*Requirement*. Copy everything from the line containing "Where on it might I find the rocky" down to the line containing "Where on it might I find the sunlight", replacing "Give me the box" with "Return the bounding box" and leaving all else as it stands.

*Items*.
>> Begin

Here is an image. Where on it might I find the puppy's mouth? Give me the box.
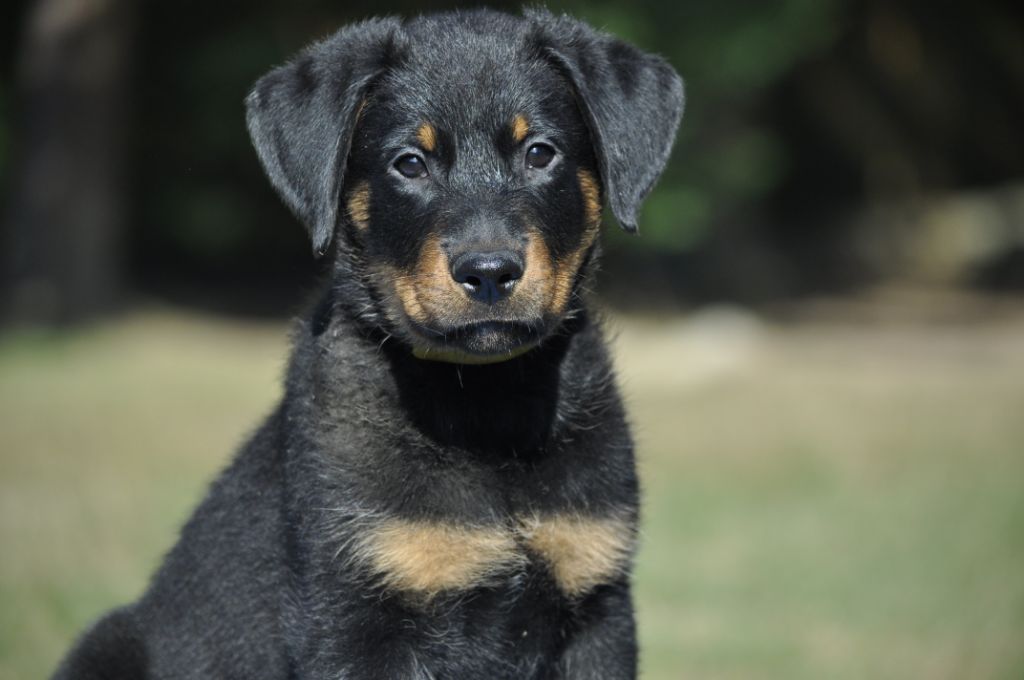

>> End
>> Begin

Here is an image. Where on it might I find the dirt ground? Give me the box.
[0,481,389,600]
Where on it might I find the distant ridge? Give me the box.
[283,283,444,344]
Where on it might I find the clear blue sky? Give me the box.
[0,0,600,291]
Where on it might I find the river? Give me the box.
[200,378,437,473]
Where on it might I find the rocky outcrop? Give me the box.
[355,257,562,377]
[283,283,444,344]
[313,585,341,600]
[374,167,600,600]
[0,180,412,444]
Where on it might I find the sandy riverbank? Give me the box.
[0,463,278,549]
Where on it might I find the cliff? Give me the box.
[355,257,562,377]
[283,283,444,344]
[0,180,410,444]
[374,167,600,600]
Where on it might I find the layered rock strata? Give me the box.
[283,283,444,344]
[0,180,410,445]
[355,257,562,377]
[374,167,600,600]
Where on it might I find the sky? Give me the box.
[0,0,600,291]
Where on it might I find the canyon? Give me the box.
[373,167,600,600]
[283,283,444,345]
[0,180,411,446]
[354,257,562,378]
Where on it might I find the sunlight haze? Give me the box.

>> End

*Result for this exercise*.
Where on it might I find the rocky outcrop? Return the bounding box.
[355,257,562,377]
[283,283,444,344]
[313,585,341,600]
[374,167,600,600]
[0,180,412,444]
Where on it might I find the sandy riverbank? Return the bounding box.
[0,463,278,549]
Where on it might I find the cliff? Return the bounding box.
[355,257,562,377]
[283,283,444,344]
[0,180,410,444]
[374,167,600,600]
Where on it might I find the layered rock strata? Return the bounding box.
[283,283,444,344]
[0,180,410,445]
[355,257,562,377]
[374,167,600,600]
Where on it might I find the sky? Return the bounding box.
[0,0,600,291]
Where on it might I find the canyon? Return the bounding box.
[373,167,600,600]
[283,283,444,345]
[0,180,411,446]
[354,257,562,378]
Where on it might I find the sunlight haze? Return the bounding box.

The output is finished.